Exercises:
(1) List every individual the sermon passage on the rich man and Lazarus mentions by name.
(2) According to the sermon passage on the rich man and Lazarus, how many Murex snails had to be harvested to dye a single toga for a member of the Roman elite?
(3) Extend the sermon passage on the rich man and Lazarus, starting after its final sentence.

Passage:

----

Another interesting thing Jesus tells the Pharisees is that the rich man wore purple linen.  This would have meant to Jesus’ hearers that the rich man was extremely wealthy.  On the 2015 Forbes 400 list, in order to be one of the 400 richest people in America today, you have to be worth at least $1.7 BILLION (that’s billion with a “b”).  The rich man in this parable could have been on that list in his day.  We know that because linen was the most expensive fabric of Jesus’ day.  To wear linen meant that all your other needs were met, and then some.  But to wear purple linen indicated exceptional wealth.  You see, purple dye was very hard to get in nature.  It became the color of wealth and royalty because in order for ancients to dye a single toga for a member of the Roman elite, some 12,000 Murex snails had to be harvested, dried and their color extracted.  Jesus’ statement that this man wore purple linen meant that he was not just wealthy, but the equivalent of Bill Gates or Warren Buffett wealthy.

Notice though, that Jesus does NOT say anything negative – there is no moral condemnation of the wealthy man just for being wealthy.  This is not a story saying anything bad about money itself.  Jesus tells this story for deeper reasons than simply to drive home the point that the Kingdom of God results in reversals of fortune.  This story is about the CHASM between the rich man and Lazarus, and the fact that during the entire time they were both on earth, although he clearly had the means to do so, the rich man never did anything to try to bridge that chasm.

The Beacon is Christ Church Cathedral’s outreach ministry to the homeless in downtown Houston.  Dean Joe Reynolds (then the equivalent of the Rector of the Cathedral) told those of us gathered that day that out the front doors of the Cathedral you can look and see vast and incredible wealth.  Corporate headquarters of major oil companies are within walking distance out those front doors.  Once upon a time you could see Enron’s headquarters from there.  Amazing riches – indeed, billions of dollars – are an easy stone’s throw away, out those doors.  But out the BACK doors of Christ Church there are bail bondsmen and their clients.  There are people sleeping on sidewalks and panhandling for money.  Such is the difference one block can make, that out the back doors of the Cathedral is a virtual sea of people who share two things in common – they are desperately poor and they are absolutely anonymous.  One thing almost all homeless people say when asked is that no one ever looks in their eyes, much less calls them by name – and that is deeply degrading to any a human being.

----

Given records:
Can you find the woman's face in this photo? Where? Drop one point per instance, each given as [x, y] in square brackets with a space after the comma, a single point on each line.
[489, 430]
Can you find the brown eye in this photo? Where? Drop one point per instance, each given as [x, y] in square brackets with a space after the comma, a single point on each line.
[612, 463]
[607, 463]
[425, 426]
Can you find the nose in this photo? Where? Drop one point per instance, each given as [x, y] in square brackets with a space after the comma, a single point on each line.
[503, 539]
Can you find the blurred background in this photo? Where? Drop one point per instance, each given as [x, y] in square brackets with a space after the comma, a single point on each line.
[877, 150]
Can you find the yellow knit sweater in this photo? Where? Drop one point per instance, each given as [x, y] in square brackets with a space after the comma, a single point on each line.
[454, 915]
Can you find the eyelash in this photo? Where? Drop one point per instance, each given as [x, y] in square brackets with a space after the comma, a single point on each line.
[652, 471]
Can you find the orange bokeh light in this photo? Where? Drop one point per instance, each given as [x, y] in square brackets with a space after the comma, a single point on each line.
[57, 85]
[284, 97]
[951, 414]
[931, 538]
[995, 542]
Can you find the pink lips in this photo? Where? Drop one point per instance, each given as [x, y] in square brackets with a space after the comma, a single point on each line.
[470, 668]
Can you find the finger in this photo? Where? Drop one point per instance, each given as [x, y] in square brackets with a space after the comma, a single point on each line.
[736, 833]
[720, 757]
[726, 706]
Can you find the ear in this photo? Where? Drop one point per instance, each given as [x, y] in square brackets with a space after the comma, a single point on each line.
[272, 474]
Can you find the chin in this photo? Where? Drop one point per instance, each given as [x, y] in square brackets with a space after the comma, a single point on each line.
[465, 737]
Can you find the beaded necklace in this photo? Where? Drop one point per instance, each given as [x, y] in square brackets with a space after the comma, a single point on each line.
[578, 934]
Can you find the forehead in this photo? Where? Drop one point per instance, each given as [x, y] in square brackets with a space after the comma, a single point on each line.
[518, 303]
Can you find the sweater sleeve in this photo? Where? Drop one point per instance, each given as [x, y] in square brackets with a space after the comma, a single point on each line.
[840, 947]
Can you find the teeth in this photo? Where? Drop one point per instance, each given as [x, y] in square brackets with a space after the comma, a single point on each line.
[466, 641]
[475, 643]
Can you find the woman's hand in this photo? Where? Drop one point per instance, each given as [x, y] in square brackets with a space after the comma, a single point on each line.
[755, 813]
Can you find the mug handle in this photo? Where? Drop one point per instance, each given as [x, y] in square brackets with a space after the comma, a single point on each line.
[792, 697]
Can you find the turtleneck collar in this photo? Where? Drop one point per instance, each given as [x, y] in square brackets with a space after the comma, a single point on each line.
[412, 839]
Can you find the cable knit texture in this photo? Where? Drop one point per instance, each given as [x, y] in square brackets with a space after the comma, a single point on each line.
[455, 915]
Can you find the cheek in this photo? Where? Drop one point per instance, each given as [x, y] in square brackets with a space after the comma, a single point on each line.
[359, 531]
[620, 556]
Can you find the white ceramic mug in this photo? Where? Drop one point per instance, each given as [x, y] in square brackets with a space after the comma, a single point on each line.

----

Answers to the tasks:
(1) Jesus, Bill Gates, Warren Buffett, Lazarus, Joe Reynolds

(2) Some 12,000 Murex snails.

(3)
The Beacon is the Cathedral’s attempt to bridge the chasm between the amazingly wealthy and the brutally poor.  Back then, it was open three days a week, Friday, Saturday and Sunday – the days that other service providers are closed.  At The Beacon, clients can get a free hot meal with two choices of entree, vegetable and a salad.  But more importantly, between the hours of 8:00am and 4:00pm, clients at the Beacon can get a shower and can have their clothes washed, dried, folded and returned.  No other agency in Houston provides these services.  While people are at The Beacon, they are given life’s essentials: food, clothing, shelter and security – but more importantly, they are given the dignity that comes with taking care of all their personal needs WHILE THEY ARE BEING CALLED BY NAME.  Everyone at The Beacon wears a nametag.  And EVERYONE is called by name.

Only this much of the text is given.